*TEXTO FORNECIDO*.
----------------
A proliferação da oferta acirra a disputa pelo tempo do consumidor. Como o leque de opções é amplo na televisão paga e praticamente inesgotável na Internet, a tendência é que as inclinações pessoais, especialidades e "hobbies" encontrem seus nichos, levando o usuário a dedicar parte crescente do tempo a eles. Além disso, o aperfeiçoamento tecnológico dos novos meios ainda está em curso, conforme eles convergem para um mesmo aparelho físico, capaz de enfeixar e redefinir o uso do televisor, do telefone, do livro, da revista e do jornal.
Aqui, é preciso estabelecer uma distinção entre o suporte físico do meio -o papel e a tinta- e seu conteúdo. A reiterada pergunta sobre se os jornais vão sobreviver possivelmente comporta as duas respostas -sim e não. Há uma grande massa de informações, para não mencionar o trabalho analítico em torno delas, que o consumidor não precisa receber em ritmo mais frequente do que o diário. Embora exista quem julgue insubstituíveis as vantagens do formato papel, é provável que ele venha a decair ao longo das próximas décadas, sem que os jornais desapareçam no que é a sua essência: um panorama dos principais acontecimentos da véspera tal como filtrado por uma personalidade editorial coletiva. Seria o caso de perguntar se a Internet vai substituir a rotativa, não o jornal.
Tudo indica que nos países desenvolvidos os jornais atingiram há algum tempo o ponto de saturação das tiragens, que se estabilizaram, quando não tendem a decrescer gradualmente. A situação é outra em países emergentes como o Brasil, onde um largo contingente da população, à medida que seus padrões de educação e consumo melhorem, poderá ser incorporado ao público leitor. Os índices de circulação alcançados pela imprensa brasileira sugerem que isso já está ocorrendo. Segundo estimativas da Associação Nacional de Jornais, a circulação de periódicos em todo o país cresceu 21% entre 1991 e 1996. Se tomarmos como ponto de partida a redemocratização em 1985, a circulação dos quatro jornais de influência nacional aumentou 67% (no caso da Folha, 116%); a das duas principais revistas, 135%.
----------------
*SEÇÃO DE DADOS*.
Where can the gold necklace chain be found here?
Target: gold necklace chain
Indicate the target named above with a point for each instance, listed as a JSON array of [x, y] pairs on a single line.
----------------
*O QUE FAZER*.
• a. Segundo o texto sobre o futuro dos jornais, um mesmo aparelho físico poderá enfeixar e redefinir o uso de quais aparelhos e meios? Enumere todos.
• b. Estenda o texto sobre o futuro dos jornais, começando logo após a última frase apresentada.
A listagem não tem nenhum papel neste exercício.

*RESPOSTAS POR TAREFA*.
• a.
- televisor
- telefone
- livro
- revista
- jornal

• b.
Pode-se objetar que parte desse crescimento não decorreu do aumento de leitores, mas de consumidores atraídos por promoções ou descontos vinculados à compra do produto. A estratégia mercadológica que prevaleceu, no entanto, foi agregar produtos de valor cultural (atlas, enciclopédias, dicionários, vídeos etc.), congruentes com a natureza do produto jornalístico. Contam-se aos milhões as residências que receberam, muitas pela primeira vez, esse acervo mínimo. Não existe razão pela qual as empresas jornalísticas devam abandonar o recurso, ao menos enquanto ele continuar sendo compensatório para ambas as partes, permitindo ainda que uma faixa de não-leitores venha a se converter em leitores de jornal.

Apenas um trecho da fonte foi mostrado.